* [DIRECTIONS FOR THIS TASK]
Copy out the lines below verbatim, from the one that contains "Indicate the tangled" through the last line, both included.
*** EXCERPTED DATA ***
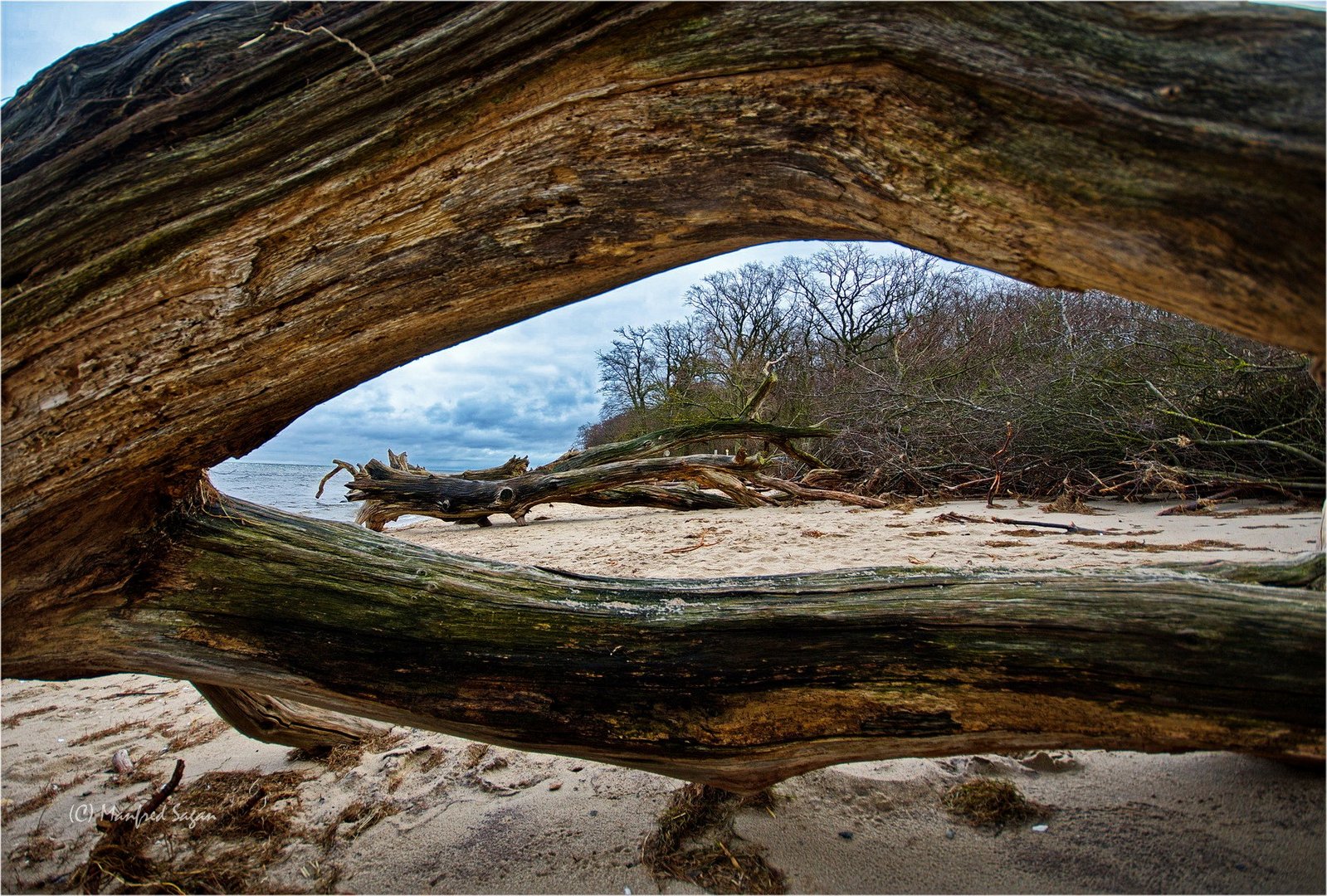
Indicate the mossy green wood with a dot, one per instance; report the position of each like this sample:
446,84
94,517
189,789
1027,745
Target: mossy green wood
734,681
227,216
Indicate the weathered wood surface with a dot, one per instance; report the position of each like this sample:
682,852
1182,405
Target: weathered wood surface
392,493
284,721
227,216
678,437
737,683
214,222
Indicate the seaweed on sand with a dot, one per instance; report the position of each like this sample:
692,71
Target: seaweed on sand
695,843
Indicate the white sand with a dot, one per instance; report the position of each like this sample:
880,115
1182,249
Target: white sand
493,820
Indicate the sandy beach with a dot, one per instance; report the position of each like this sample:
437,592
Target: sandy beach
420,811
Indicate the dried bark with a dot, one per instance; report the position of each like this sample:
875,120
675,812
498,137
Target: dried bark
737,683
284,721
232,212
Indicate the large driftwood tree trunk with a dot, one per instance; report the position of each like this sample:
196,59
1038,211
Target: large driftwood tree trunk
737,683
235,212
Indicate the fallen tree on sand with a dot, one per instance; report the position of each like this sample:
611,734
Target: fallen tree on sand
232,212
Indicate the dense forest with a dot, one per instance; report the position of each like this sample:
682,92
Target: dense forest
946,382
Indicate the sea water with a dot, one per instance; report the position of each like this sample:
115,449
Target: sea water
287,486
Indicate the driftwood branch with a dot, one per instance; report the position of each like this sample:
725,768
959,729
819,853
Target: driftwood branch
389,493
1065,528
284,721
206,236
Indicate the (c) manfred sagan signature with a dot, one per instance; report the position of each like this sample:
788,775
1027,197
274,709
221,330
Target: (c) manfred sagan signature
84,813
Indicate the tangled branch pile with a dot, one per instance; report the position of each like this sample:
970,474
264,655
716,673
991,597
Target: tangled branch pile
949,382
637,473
***
* [FULL OUTPUT]
Indicate the tangled branch pile with a dot, one per instance; report the position of each like this sample:
970,474
264,655
716,673
991,597
Target: tangled branch pile
949,382
637,473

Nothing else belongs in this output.